What is required ->
A single stretch of the material below is to be transcribed exactly, starting at the line with "Target: green foliage" and ending after the line with "formatted like (234,131)".

Material for this task ->

____________________

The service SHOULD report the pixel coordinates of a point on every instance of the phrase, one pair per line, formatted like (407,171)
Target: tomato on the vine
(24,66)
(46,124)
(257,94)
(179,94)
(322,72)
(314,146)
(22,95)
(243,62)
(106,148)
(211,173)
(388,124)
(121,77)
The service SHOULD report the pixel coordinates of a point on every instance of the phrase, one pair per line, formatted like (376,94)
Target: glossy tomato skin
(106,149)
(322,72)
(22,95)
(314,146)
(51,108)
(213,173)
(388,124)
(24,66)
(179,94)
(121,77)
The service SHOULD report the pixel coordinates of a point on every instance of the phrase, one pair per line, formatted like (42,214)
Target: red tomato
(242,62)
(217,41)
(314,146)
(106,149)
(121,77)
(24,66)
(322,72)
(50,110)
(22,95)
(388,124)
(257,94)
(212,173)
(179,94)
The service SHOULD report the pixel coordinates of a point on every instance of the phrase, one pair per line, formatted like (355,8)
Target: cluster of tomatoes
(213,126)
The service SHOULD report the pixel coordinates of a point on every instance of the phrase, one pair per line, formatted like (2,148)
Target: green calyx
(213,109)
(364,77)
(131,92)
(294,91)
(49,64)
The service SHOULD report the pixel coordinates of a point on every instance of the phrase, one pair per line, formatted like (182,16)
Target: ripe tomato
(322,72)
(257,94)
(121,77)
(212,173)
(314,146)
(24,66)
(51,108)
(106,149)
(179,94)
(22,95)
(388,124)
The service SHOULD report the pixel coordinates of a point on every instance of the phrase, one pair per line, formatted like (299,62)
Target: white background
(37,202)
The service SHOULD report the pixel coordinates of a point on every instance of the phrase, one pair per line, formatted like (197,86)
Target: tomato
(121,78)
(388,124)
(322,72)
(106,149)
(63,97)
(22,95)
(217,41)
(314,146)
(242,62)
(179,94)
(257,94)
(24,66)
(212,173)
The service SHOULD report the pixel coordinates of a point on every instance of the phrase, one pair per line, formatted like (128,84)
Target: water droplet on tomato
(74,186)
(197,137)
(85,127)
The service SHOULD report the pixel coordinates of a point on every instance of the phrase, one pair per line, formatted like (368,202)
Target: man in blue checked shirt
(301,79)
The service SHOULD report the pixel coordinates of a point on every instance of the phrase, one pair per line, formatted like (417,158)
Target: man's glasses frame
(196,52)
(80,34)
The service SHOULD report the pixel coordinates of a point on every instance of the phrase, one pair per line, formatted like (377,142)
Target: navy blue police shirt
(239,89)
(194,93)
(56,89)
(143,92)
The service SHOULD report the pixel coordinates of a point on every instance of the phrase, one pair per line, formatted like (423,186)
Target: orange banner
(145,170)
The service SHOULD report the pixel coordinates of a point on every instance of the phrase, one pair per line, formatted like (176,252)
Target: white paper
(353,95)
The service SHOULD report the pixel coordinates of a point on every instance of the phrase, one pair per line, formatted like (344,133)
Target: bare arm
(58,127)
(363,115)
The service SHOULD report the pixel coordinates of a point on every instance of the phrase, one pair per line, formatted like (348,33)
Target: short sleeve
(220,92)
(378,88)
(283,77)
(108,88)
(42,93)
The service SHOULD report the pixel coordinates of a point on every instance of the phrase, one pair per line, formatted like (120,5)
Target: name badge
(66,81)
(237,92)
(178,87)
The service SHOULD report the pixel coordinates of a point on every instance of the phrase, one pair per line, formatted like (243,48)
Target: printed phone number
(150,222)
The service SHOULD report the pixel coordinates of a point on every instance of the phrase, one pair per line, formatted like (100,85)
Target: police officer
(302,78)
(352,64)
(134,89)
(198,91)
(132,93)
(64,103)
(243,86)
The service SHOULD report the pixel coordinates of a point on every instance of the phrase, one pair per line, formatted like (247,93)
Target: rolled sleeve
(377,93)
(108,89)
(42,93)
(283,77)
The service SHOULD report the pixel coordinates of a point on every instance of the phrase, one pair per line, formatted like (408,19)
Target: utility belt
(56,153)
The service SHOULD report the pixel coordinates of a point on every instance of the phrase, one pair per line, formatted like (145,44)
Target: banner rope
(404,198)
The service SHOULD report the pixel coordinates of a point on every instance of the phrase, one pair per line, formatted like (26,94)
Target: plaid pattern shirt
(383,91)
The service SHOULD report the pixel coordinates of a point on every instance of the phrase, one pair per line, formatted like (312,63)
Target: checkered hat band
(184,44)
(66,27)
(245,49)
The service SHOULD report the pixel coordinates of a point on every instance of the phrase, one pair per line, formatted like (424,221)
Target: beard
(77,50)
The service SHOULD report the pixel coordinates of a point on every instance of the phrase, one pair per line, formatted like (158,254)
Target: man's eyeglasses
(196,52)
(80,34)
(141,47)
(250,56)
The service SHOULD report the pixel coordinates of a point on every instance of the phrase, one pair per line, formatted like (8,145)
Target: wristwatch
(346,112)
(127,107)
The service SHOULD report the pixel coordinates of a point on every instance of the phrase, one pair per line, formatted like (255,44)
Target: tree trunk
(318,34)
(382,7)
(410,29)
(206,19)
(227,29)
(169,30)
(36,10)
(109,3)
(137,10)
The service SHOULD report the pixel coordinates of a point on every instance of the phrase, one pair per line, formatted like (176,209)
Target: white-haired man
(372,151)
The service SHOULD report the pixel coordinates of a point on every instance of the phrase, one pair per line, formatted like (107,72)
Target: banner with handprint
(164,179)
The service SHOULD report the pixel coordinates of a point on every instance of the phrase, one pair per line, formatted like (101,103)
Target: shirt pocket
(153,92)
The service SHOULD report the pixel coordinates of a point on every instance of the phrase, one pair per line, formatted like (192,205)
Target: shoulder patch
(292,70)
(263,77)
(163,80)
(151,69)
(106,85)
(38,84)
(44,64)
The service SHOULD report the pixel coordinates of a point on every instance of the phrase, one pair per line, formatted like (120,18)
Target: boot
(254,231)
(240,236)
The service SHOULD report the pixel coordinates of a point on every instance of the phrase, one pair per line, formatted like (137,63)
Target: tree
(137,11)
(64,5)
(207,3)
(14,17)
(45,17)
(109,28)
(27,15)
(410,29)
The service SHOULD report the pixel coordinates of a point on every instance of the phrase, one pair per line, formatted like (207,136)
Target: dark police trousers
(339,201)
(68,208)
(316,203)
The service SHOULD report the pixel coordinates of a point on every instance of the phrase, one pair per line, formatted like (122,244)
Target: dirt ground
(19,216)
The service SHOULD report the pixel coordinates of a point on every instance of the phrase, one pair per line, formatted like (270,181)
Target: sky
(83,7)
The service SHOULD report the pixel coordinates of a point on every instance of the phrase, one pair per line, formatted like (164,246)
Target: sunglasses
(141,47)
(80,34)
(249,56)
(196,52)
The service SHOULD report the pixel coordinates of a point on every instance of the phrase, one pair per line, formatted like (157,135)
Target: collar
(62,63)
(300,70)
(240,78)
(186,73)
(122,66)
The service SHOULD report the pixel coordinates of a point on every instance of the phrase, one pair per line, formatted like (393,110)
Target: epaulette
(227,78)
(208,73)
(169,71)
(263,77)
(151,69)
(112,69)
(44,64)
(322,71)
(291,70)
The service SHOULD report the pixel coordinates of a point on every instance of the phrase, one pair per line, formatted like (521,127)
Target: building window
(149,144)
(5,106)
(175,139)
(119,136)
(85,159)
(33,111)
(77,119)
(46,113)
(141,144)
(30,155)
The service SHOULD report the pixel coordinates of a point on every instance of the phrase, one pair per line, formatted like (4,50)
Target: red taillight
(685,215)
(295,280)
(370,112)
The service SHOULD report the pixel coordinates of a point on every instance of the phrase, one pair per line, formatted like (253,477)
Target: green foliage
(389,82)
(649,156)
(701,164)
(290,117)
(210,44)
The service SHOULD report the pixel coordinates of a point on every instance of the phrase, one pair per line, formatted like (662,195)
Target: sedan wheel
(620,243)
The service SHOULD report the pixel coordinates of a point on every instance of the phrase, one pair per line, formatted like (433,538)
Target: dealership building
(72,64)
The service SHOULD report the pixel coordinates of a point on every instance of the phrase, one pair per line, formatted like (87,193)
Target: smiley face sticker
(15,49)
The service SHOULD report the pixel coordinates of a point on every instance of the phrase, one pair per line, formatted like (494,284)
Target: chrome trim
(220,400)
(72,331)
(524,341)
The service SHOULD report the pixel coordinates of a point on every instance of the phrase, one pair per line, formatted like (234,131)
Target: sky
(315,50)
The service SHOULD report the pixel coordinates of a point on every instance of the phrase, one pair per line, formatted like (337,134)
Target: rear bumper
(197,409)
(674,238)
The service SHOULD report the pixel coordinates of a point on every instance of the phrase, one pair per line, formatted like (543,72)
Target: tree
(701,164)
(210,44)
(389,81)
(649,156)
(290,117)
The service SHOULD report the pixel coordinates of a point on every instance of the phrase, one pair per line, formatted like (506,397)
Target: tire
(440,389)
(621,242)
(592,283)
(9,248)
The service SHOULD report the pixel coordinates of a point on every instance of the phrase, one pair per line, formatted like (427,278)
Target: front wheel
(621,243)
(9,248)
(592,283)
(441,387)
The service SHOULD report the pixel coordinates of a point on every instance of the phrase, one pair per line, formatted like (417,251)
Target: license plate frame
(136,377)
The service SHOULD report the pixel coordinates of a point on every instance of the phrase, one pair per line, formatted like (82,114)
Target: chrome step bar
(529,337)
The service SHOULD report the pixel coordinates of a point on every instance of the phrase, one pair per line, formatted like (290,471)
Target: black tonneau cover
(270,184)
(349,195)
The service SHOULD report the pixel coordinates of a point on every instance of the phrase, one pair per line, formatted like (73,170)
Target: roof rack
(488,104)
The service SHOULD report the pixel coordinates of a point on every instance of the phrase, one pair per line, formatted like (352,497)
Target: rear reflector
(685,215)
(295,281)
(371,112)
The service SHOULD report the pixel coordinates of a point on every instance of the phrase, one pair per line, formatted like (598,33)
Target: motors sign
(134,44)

____________________

Expected output ->
Target: green foliage
(389,82)
(649,156)
(701,164)
(290,117)
(210,44)
The service SHOULD report the pixel coordinates of a point on every instance of the phrase, one pair per line, formatted like (662,195)
Target: sedan wheel
(620,243)
The service SHOULD report the pixel coordinates of a point on every instance of the phrase, one pair per line, formatted like (433,538)
Target: dealership building
(72,64)
The service SHOULD report the pixel coordinates of a point on every instance of the phrase, one pair per line, formatted like (87,193)
Target: smiley face sticker
(15,49)
The service SHOULD report the pixel coordinates of a point on every instance of the phrase, one pair per line, formatted like (494,284)
Target: chrome trim
(220,400)
(72,331)
(524,341)
The service SHOULD report the pixel coordinates of a point on every instance of the phrase, one pair per line, formatted like (234,131)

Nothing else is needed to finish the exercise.